#### [Records to process]
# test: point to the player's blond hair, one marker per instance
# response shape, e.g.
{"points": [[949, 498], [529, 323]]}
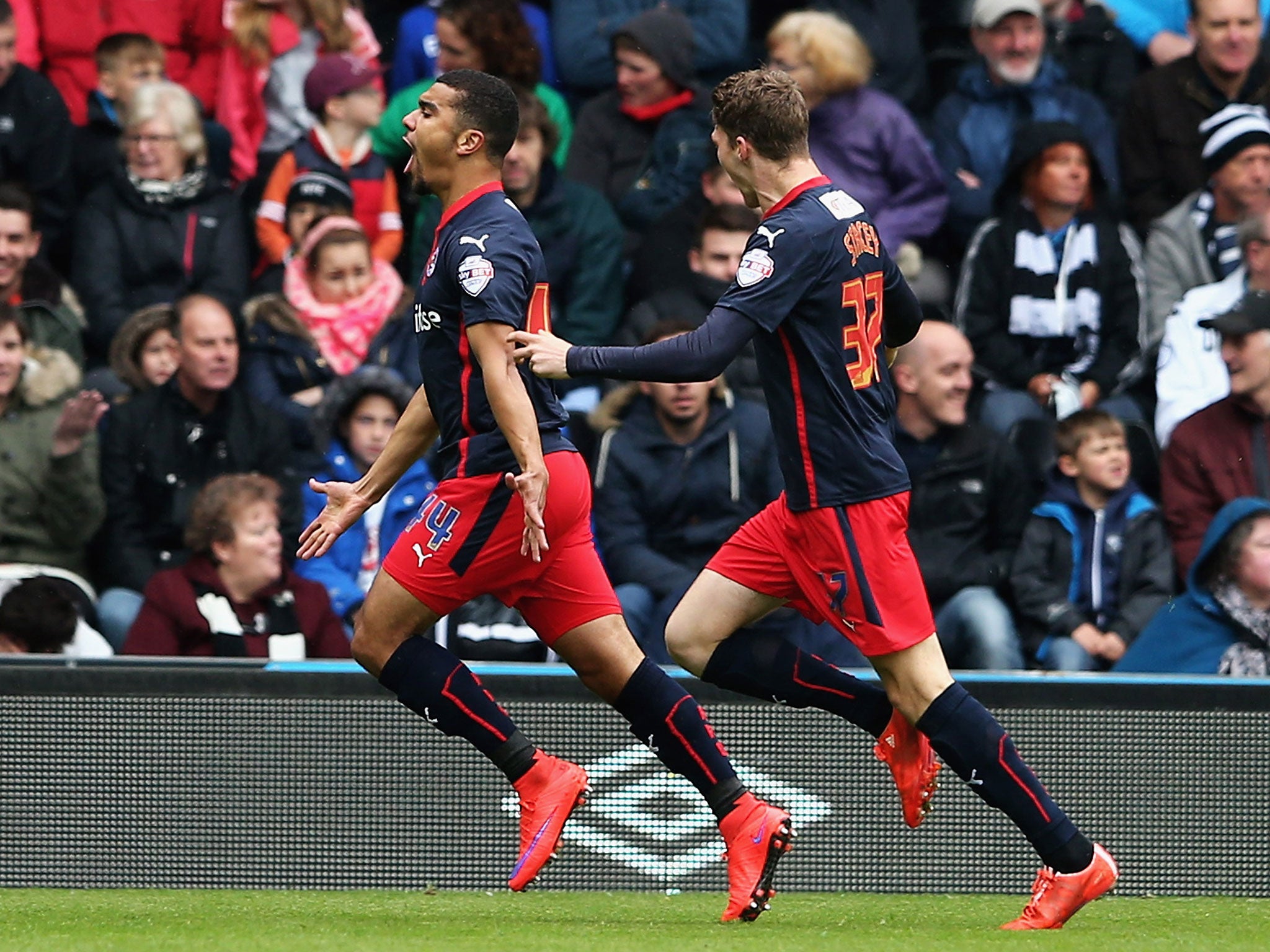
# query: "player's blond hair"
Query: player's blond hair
{"points": [[766, 108], [171, 102], [223, 501], [832, 47]]}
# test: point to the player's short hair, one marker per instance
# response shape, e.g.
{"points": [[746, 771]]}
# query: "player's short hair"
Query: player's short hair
{"points": [[16, 198], [724, 218], [121, 48], [12, 315], [38, 614], [832, 47], [534, 115], [766, 108], [488, 104], [220, 503], [168, 100], [1072, 431], [668, 328], [182, 307], [500, 35], [338, 236]]}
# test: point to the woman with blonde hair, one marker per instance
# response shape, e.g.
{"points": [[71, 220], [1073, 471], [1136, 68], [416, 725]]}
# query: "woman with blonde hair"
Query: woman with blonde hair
{"points": [[273, 43], [162, 226], [861, 138], [235, 597]]}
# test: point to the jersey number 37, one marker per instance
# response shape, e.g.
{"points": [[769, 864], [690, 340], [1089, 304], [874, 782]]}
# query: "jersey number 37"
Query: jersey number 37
{"points": [[861, 328]]}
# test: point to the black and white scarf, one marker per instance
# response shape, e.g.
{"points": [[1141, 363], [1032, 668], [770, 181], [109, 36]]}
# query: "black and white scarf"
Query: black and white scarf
{"points": [[161, 192], [1054, 294], [1250, 655]]}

#### [Problem]
A faithful copy of all the lines above is needed, with the pictures omitted.

#### [Exercise output]
# test: point to the player's blond hair, one marker per instance
# response shape, e.g.
{"points": [[949, 498], [529, 323]]}
# query: "player's blond hair"
Query: player's blond hair
{"points": [[766, 108], [171, 102], [223, 501], [832, 47]]}
# test: point to the player's short hair, one marker per instance
# response shape, e.g.
{"points": [[746, 771]]}
# query: "player's short hair"
Query: player's short hair
{"points": [[16, 198], [724, 218], [121, 48], [12, 315], [38, 614], [832, 47], [534, 115], [766, 108], [488, 104], [220, 503], [168, 100], [1072, 431], [668, 328], [182, 307], [500, 35], [338, 236]]}
# test: point to the woman with blonde hair, one marker per instance
# response shape, e.g.
{"points": [[71, 220], [1073, 471], [1136, 68], [416, 725]]}
# query: "woman with blonde hair"
Query: woman with blonde hair
{"points": [[273, 43], [162, 226], [861, 138], [235, 597]]}
# test: point to the jersey number 37, one marker per instance
# response shape, e.g.
{"points": [[769, 864], [690, 340], [1089, 304], [874, 782]]}
# query: "jersey number 37"
Query: jersey number 37
{"points": [[861, 328]]}
# test: point to the black and white scarf, one marker per instance
# response shape, e.g.
{"points": [[1141, 363], [1032, 668], [770, 181], [109, 36]]}
# query: "black and white scarf"
Query: black and white scarf
{"points": [[161, 192], [1054, 294], [1250, 655]]}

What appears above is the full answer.